### Excerpt to read
— BEGIN —
BENJAMIN FRANKLIN had not heard of
Mossack Fonseca when he observed “nothing can be said to be certain, except
death and taxes,” or else the Panama-based law firm might have changed his
mind. Mossack is at the centre of a huge tax and money-laundering scandal, now
coming to light thanks to the so-called “Panama papers”. What exactly are
these papers and why do they matter?
Companies such as Mossack specialise
in helping foreigners hide wealth. Clients may want to keep money away ex-wives,
dodge sanctions, launder money or evade taxes. The main tools for doing so are
anonymous shell companies and offshore accounts in tax havens. These structures
obscure the identity of the true owner of money parked in or routed through
jurisdictions such as Panama.
But authorities caught a break in
April 2016. Over 11.5m documents had been leaked from Mossack’s secretive
offices. The International Consortium of Investigative Journalists (ICIJ) went
public with its findings of what the firm had, wittingly or unwittingly,
helping clients evade or avoid tax, launder money or mask its origins. More
astonishing than their methods, which are well known, was the scale of activity
and the people involved. The data contains information of about 214,500
companies in 21 offshore jurisdictions and name over 14,000 middlemen (such as
banks and law firms) with whom the law firm has allegedly worked. The list
includes people such as Ukraine’s president, Petro Poroshenko, who promised to
sell his business interests on taking office. He merely transferred assets to
an offshore shell company. Other heads of government, such as Vladimir Putin
and Iceland’s Sigmundur David Gunnlaugsson are suspected of hiding ownership of
offshore assets by putting them in the names of friends or relatives.
— END —
Copy out the passage on the Panama papers in full, word for word.

### Supplied material
— BEGIN —
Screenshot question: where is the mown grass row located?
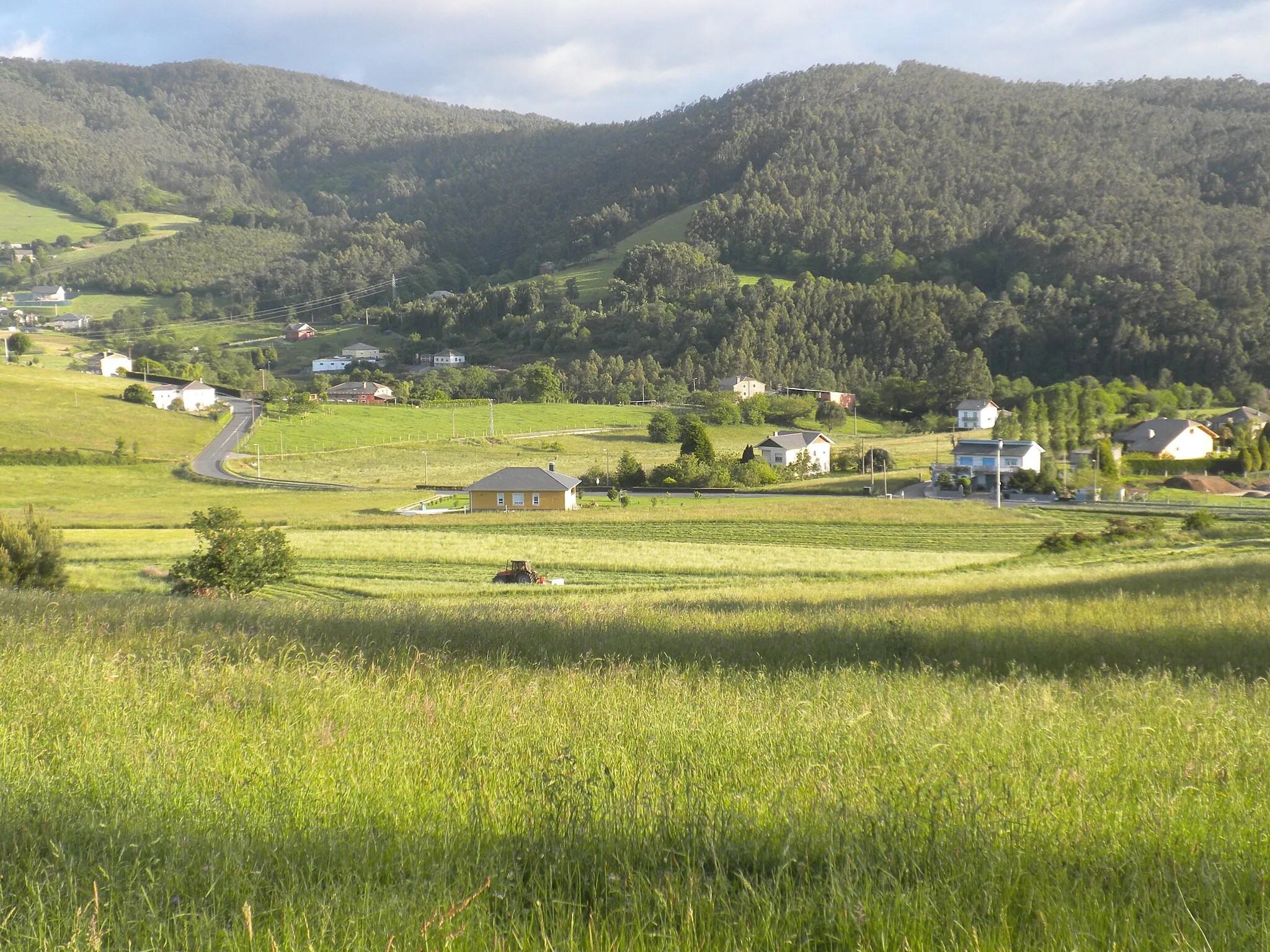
— END —
### Expected output
BENJAMIN FRANKLIN had not heard of
Mossack Fonseca when he observed “nothing can be said to be certain, except
death and taxes,” or else the Panama-based law firm might have changed his
mind. Mossack is at the centre of a huge tax and money-laundering scandal, now
coming to light thanks to the so-called “Panama papers”. What exactly are
these papers and why do they matter?
Companies such as Mossack specialise
in helping foreigners hide wealth. Clients may want to keep money away ex-wives,
dodge sanctions, launder money or evade taxes. The main tools for doing so are
anonymous shell companies and offshore accounts in tax havens. These structures
obscure the identity of the true owner of money parked in or routed through
jurisdictions such as Panama.
But authorities caught a break in
April 2016. Over 11.5m documents had been leaked from Mossack’s secretive
offices. The International Consortium of Investigative Journalists (ICIJ) went
public with its findings of what the firm had, wittingly or unwittingly,
helping clients evade or avoid tax, launder money or mask its origins. More
astonishing than their methods, which are well known, was the scale of activity
and the people involved. The data contains information of about 214,500
companies in 21 offshore jurisdictions and name over 14,000 middlemen (such as
banks and law firms) with whom the law firm has allegedly worked. The list
includes people such as Ukraine’s president, Petro Poroshenko, who promised to
sell his business interests on taking office. He merely transferred assets to
an offshore shell company. Other heads of government, such as Vladimir Putin
and Iceland’s Sigmundur David Gunnlaugsson are suspected of hiding ownership of
offshore assets by putting them in the names of friends or relatives.